== INPUT ROWS ==
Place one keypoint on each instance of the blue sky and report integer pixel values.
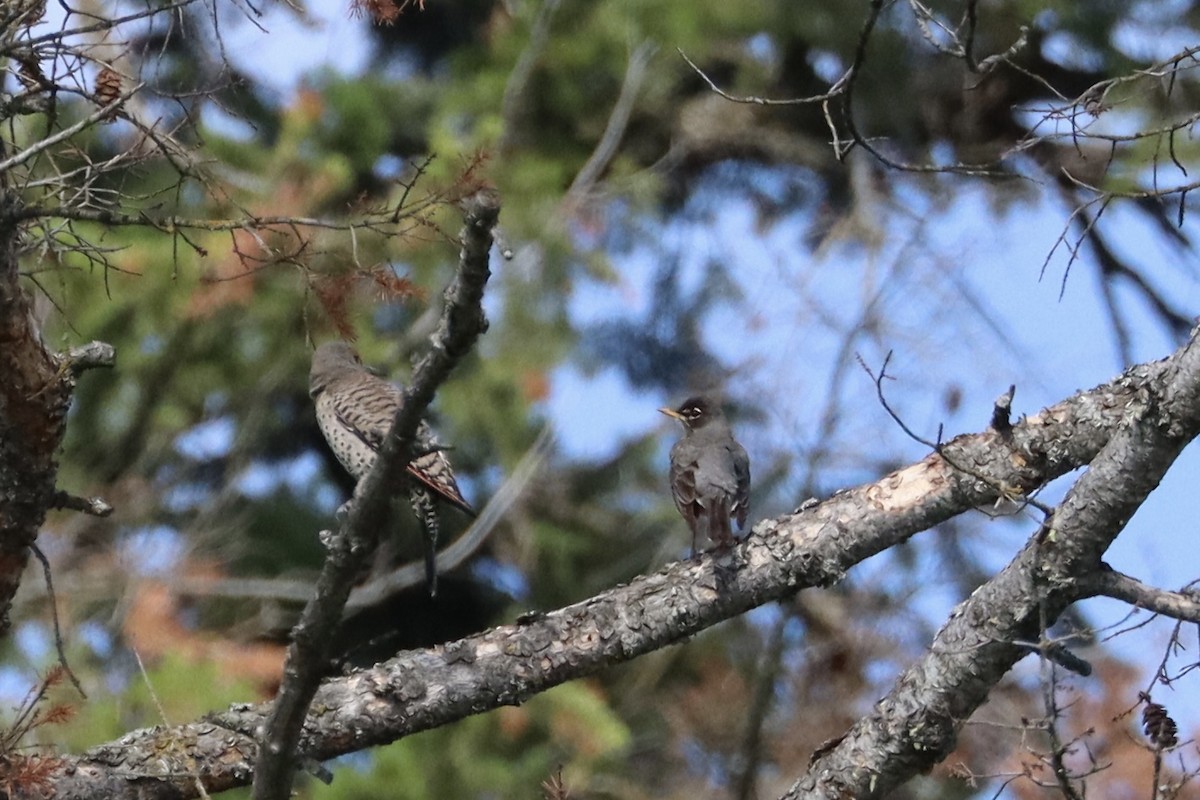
(963, 296)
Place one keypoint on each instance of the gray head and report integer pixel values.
(331, 361)
(696, 411)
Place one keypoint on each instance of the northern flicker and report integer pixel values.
(355, 410)
(709, 471)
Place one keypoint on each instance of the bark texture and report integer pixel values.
(1134, 423)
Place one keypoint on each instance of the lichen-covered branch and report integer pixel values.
(426, 689)
(462, 323)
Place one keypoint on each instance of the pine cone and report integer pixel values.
(1158, 725)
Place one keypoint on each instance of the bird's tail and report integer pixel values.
(720, 527)
(425, 511)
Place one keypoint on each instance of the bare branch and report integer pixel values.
(462, 322)
(1183, 606)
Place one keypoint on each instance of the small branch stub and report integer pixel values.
(1002, 413)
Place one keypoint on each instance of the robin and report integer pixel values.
(709, 471)
(354, 410)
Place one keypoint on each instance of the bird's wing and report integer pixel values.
(433, 470)
(367, 408)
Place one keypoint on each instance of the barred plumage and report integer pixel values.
(354, 410)
(709, 473)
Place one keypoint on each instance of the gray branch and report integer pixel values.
(462, 323)
(426, 689)
(916, 725)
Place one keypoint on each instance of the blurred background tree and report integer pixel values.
(663, 239)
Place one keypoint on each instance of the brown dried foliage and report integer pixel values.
(382, 12)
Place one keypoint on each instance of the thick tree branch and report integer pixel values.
(462, 323)
(34, 397)
(1183, 606)
(916, 725)
(426, 689)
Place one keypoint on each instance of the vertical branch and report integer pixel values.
(462, 322)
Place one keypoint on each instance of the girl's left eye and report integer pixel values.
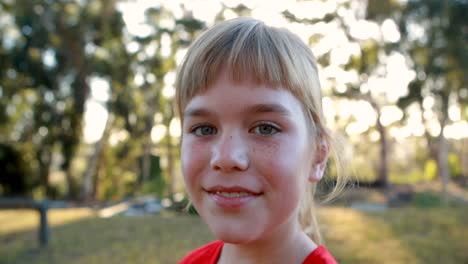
(265, 130)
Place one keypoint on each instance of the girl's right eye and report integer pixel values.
(203, 130)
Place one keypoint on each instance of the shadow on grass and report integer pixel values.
(398, 235)
(148, 239)
(406, 235)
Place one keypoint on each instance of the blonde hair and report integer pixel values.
(274, 56)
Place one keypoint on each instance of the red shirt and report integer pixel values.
(209, 254)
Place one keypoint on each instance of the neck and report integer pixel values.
(283, 246)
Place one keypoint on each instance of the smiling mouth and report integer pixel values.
(232, 194)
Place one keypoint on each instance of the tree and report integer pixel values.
(440, 57)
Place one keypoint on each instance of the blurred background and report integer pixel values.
(87, 124)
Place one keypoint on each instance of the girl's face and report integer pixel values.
(246, 159)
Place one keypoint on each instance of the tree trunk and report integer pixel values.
(170, 166)
(442, 161)
(44, 157)
(86, 187)
(383, 166)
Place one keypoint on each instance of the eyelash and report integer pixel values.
(198, 130)
(269, 125)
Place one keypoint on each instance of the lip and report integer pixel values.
(231, 197)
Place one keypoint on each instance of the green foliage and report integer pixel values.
(426, 199)
(455, 165)
(14, 171)
(430, 170)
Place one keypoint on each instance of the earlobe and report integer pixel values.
(320, 162)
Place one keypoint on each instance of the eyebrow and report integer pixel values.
(254, 109)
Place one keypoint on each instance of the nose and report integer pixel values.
(230, 154)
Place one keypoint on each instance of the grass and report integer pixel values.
(404, 235)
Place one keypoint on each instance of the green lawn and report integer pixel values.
(406, 235)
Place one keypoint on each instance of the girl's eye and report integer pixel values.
(265, 130)
(203, 130)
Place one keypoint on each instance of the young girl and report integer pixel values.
(254, 143)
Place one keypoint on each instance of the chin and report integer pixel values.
(233, 236)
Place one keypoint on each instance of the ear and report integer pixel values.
(320, 161)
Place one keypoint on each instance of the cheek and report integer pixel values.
(192, 161)
(283, 164)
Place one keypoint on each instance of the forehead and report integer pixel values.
(245, 96)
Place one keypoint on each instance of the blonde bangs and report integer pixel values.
(250, 50)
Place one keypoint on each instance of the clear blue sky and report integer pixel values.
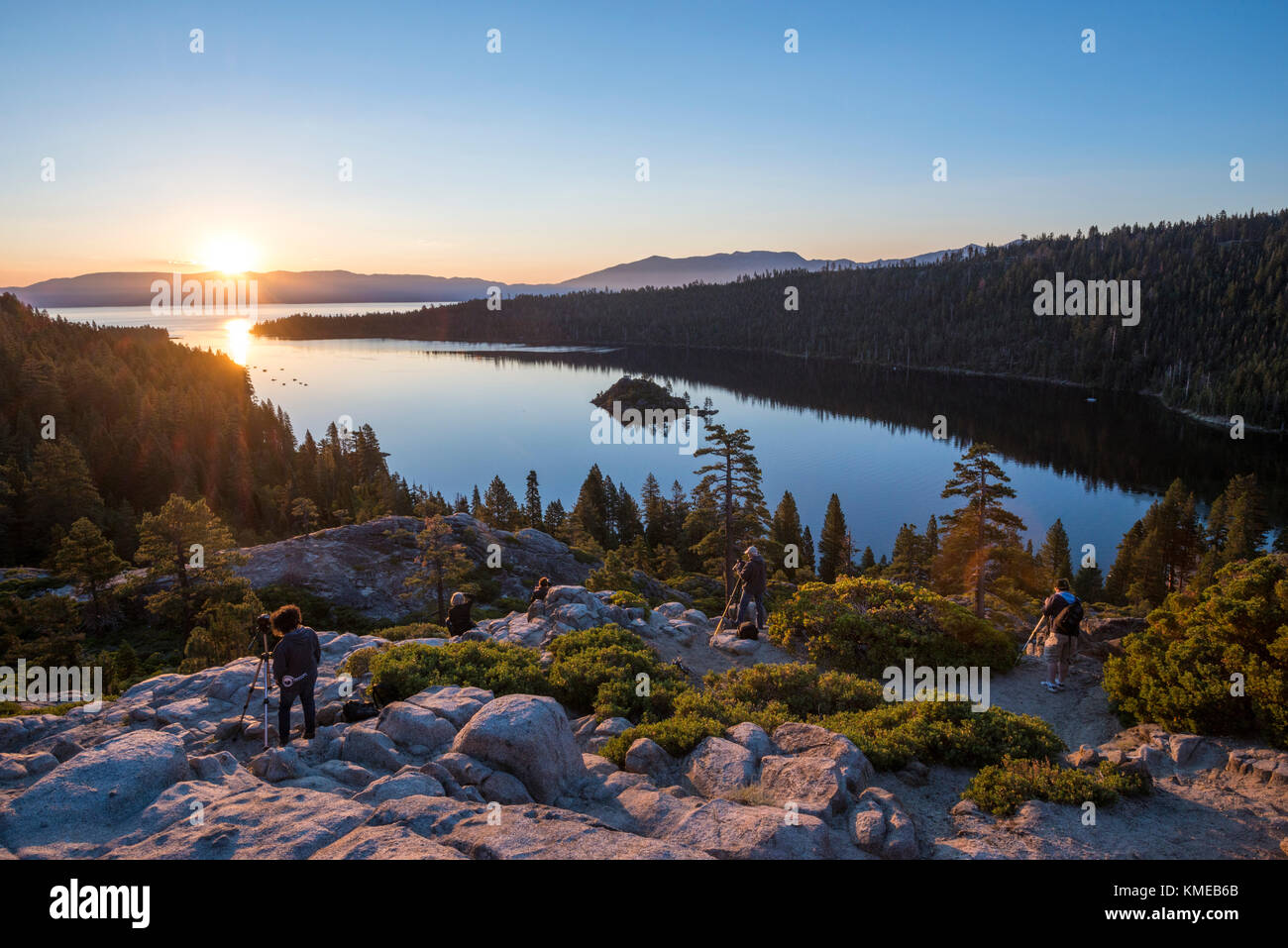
===
Reproduce the material from the line containing "Place one keypoint on each instance of the ear and" through the end of the material, including the requests, and multiply every pixel coordinate in the answers by 0.3, rounding each to a whole number with halves rounded up. Omit the pictures.

RESULT BELOW
Place one keypoint on each instance of the ear and report integer pixel values.
(96, 48)
Place one keypoint on each instance of the cheek and report integer pixel values.
(58, 48)
(85, 49)
Place one keypoint on each instance of the forehead and report integer pixel values.
(74, 29)
Place one keypoint on each instance of the blonde bangs and report integer pixel values.
(75, 15)
Place one keypoint on each instance of the clear blue sky and report integer pixel values.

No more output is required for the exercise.